▶ [EXTRAIT SOURCE]
===============

Concrètement, comment mettre en place une transformation digitale dont le centre est l’étudiant ? Et d’une manière plus générale, comment mettre en place une transformation digitale au service des usages et des utilisateurs plus qu’au service d’un « coup de com' » qui viserait à utiliser la dernière technologie à la mode comme prétexte plutôt que quelque chose de vraiment utile ? Et enfin, comment adapter les systèmes d’information traditionnels à cette nouvelle réalité ?
Tout d’abord, il faut comprendre que la transformation digitale d’une institution de l’enseignement supérieur ne peut pas s’appuyer uniquement sur ses ressources internes. Une grande école ou une université n’ont a priori pas au sein de leur organisation au sens stricte les codeurs, designers, ou ingénieurs nécessaires à la conception, la production et au déploiement d’outils informatiques originaux et à la hauteur des standards du 21ème siècle. Développer un logiciel ou une app « from scratch » est un métier à part entière qui est dorénavant complètement professionnalisé et qui donc est soumis à la même règle que tous les autres secteurs économiques : il vaut mieux se concentrer sur son coeur de métier et se faire aider par des spécialistes quand des compétences spécifiques sont requises.
Par contre, les grandes école ou les universités ont des écosystèmes sur lesquels elles peuvent s’appuyer pour se transformer, en intégrant, par cercles concentriques, l’innovation. On peut alors concevoir trois niveaux d’accompagnement afin de s’assurer que les principes de la transformation digitale (l’utilisateur au coeur du dispositif, permettre l’expérimentation et l’apprentissage, un développement depuis une plateforme) sont bien respectés.
Premier niveau : accompagner l’utilisateur pour le rendre autonome dans son usage du digital
Tout d’abord, à un premier niveau, plutôt que de mettre à disposition des outils informatiques, c’est un accompagnement qui doit être proposé aux utilisateurs du système d’information de l’école. Il ne faut pas concentrer le service proposé sur un catalogue de logiciels, d’applications, ou d’appareils, mais proposer à ses utilisateurs que des « experts du digital » les accompagnent dans leurs usages. Ceux-ci devront donc d’abord comprendre les besoins spécifiques des responsables des programmes, des professeurs, ou même des étudiants, afin d’identifier le logiciel, l’app ou l’appareil qui offre les fonctionnalités recherchées. Dans quasiment tous les cas, une telle solution existe déjà sur le marché et est très souvent gratuite ou à un prix très bas pour peu qu’elle offre une « licence éducation ». Et même quand elle est payante, la plupart des institutions académiques ont des « licences campus » a prix très réduit pour tous les utilisateurs affiliés à l’institution.

===============

▶ [DONNÉES RÉPERTORIÉES]
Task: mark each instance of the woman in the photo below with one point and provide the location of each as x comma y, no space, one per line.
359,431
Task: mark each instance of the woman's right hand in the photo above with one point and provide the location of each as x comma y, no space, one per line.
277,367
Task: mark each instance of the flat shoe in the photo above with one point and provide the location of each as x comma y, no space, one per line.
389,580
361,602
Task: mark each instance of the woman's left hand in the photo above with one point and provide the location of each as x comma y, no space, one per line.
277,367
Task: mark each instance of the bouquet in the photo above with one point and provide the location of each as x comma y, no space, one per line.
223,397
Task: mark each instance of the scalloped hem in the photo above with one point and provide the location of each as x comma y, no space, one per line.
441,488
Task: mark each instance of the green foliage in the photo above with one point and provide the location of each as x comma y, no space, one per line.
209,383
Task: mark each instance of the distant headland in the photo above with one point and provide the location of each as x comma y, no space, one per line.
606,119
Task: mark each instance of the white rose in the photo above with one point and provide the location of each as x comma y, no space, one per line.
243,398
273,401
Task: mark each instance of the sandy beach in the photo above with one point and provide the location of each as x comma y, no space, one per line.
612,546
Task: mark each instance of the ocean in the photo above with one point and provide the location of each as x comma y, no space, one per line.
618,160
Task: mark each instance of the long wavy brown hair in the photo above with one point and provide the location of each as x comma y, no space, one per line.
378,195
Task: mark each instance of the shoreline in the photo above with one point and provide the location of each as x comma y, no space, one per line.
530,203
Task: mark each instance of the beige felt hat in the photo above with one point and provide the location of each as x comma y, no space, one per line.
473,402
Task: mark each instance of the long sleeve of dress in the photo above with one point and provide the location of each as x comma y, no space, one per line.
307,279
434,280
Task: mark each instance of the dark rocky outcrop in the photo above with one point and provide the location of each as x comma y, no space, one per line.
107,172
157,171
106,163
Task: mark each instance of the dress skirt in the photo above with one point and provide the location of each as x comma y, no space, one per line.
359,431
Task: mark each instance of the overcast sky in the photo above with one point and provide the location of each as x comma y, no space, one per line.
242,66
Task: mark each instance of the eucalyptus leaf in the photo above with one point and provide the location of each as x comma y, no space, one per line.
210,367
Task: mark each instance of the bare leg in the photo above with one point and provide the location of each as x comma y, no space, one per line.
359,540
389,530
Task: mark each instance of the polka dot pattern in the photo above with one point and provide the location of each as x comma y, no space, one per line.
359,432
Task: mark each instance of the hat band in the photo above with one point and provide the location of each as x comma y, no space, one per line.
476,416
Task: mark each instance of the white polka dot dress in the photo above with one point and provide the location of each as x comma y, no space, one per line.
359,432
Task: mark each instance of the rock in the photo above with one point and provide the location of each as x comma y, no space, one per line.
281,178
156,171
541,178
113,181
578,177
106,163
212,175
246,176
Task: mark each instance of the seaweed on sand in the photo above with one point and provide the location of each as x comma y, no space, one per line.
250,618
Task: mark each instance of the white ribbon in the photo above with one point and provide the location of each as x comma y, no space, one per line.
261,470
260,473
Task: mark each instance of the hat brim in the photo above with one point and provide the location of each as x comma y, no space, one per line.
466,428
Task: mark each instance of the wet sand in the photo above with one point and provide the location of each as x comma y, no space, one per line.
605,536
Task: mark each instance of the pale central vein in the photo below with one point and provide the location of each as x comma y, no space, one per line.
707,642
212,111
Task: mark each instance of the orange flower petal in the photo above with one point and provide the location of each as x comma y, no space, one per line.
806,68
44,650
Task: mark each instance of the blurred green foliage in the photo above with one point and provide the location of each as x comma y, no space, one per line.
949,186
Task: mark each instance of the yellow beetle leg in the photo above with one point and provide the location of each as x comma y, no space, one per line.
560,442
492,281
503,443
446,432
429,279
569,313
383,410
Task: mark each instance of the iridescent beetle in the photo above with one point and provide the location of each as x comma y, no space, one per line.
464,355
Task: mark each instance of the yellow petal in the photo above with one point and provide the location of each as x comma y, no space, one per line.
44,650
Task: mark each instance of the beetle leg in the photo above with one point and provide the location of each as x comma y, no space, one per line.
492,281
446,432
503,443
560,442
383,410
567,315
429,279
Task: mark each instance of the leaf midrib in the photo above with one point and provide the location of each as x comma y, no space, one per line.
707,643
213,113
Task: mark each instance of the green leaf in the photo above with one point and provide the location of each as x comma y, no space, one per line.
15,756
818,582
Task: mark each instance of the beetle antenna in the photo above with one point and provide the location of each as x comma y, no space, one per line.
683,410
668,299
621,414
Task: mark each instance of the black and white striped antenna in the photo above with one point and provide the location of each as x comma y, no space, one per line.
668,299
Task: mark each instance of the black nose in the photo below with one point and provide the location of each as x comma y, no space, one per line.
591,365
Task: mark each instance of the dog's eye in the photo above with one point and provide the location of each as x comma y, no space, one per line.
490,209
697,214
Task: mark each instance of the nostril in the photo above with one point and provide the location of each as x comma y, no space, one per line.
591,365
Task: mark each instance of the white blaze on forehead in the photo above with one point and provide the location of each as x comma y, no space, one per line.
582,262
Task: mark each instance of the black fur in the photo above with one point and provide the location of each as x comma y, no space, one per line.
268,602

===============

▶ [CONSIGNE] Poursuivez le texte sur la transformation digitale dans l'enseignement supérieur à partir de sa dernière phrase. Les données ne servent à rien pour ce travail.

▶ [RÉPONSE ATTENDUE]
Dans ce contexte, le premier contact qu’un utilisateur doit avoir avec le système d’information de l’école n’est donc pas une solution informatique, mais un interlocuteur – idéalement bien réel – qui l’accompagne dans la recherche d’une solution. Et sa première réponse ne doit donc pas être de lui développer une solution spécifique, mais bien de s’appuyer sur un catalogue de solutions existantes ; et en pratique souvent développées par des fournisseurs externes à l’école.
Deuxième niveau : faciliter l’interface entre les modules autonomes et le système d’information de l’organisation
A un deuxième niveau, il convient de se poser la question de comment ces solutions externes peuvent se « brancher » aux systèmes d’information déjà existants et propres à l’école. Il existe en effet toute une série d’informations qui doivent bien être contrôlées d’une manière centralisée par le département informatique de l’organisation : le système de gestion des ressources, des personnes, et des cours (ERP: Enterprise Resource Planning), la plateforme d’apprentissage (LMS : Learning Management System, comme Moodle ou Blackboard), etc. La question est alors de savoir comment les solutions décentralisées et utilisées avec une certaine autonomie du premier niveau peuvent s’interfacer avec le coeur du système d’information de l’école qui sera un troisième niveau d’analyse.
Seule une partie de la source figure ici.